**Given exercise**
Pull out every line of the data below that contains the string "category", and reproduce each such line in full.

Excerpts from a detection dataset

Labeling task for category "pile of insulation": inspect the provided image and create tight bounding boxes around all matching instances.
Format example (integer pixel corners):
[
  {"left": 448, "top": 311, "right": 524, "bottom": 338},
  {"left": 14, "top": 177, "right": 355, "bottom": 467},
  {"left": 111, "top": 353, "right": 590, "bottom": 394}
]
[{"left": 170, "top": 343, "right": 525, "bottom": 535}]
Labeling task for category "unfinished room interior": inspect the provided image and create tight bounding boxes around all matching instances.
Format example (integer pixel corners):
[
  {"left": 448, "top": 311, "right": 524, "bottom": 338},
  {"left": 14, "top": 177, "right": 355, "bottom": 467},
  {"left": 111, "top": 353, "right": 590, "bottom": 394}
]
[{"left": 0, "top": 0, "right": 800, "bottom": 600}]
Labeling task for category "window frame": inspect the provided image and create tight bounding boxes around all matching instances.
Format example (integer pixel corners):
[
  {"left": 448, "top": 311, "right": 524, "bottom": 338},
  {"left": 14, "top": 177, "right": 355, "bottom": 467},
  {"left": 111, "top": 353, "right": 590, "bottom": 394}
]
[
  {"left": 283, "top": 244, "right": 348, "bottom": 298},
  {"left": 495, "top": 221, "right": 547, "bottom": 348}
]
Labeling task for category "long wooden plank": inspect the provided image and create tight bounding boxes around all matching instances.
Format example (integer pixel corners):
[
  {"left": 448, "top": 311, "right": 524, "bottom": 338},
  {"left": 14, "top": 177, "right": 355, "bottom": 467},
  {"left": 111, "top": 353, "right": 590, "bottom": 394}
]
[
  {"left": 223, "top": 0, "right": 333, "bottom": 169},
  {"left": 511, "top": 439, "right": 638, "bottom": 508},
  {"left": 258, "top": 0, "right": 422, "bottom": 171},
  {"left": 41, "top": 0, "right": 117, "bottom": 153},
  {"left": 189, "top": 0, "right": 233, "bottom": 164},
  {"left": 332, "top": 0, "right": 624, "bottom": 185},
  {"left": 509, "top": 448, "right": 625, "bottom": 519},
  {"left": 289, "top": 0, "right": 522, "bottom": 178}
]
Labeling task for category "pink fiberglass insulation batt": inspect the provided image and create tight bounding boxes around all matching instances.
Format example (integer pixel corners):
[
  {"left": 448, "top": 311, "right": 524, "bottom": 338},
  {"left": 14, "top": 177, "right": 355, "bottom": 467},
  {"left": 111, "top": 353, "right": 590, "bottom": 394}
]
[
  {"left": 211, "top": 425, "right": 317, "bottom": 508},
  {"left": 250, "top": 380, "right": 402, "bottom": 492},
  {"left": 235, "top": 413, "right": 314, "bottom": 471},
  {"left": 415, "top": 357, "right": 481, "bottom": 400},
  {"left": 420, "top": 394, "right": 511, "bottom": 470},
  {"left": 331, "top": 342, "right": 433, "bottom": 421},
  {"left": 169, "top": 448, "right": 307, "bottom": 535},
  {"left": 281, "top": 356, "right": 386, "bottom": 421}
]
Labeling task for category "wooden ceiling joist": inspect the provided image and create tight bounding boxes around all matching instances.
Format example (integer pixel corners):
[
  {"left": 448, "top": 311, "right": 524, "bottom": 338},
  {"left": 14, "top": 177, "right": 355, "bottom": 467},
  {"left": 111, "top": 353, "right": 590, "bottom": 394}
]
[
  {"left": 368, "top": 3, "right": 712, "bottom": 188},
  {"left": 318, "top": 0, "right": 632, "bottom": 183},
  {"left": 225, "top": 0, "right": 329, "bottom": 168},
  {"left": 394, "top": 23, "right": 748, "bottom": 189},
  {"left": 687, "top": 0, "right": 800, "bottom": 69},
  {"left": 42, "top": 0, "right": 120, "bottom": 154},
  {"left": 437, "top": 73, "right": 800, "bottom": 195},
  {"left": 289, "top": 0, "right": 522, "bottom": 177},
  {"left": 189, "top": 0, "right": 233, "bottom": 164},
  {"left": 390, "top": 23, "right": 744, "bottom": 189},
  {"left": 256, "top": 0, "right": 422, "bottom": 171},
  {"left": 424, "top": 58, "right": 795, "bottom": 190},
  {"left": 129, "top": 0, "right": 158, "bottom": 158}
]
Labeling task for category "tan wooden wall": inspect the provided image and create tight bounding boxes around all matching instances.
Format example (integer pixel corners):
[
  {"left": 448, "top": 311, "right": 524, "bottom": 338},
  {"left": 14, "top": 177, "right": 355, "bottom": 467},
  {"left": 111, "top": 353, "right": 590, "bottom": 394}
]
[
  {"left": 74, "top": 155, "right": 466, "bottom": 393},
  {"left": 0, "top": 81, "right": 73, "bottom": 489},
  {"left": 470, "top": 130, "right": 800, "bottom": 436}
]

**Solution for this problem**
Labeling task for category "pile of insulation": inspect the provided image and create tight bounding boxes around all matching instances.
Labeling task for category "unfinished room interior": inspect the provided image and create tight bounding boxes around all matching instances.
Labeling task for category "window frame": inspect the provided image and create tight bounding boxes around all matching instances.
Labeling task for category "long wooden plank": inspect the provided image and create tight bounding boxes around all matching instances.
Labeling task for category "pink fiberglass insulation batt": inspect the provided image and create tight bounding boxes around all matching instances.
Labeling task for category "wooden ceiling joist": inspect the provided image and create tight bounding boxes around all matching instances.
Labeling task for category "tan wooden wall": inspect the provided image and create tight bounding boxes around all matching instances.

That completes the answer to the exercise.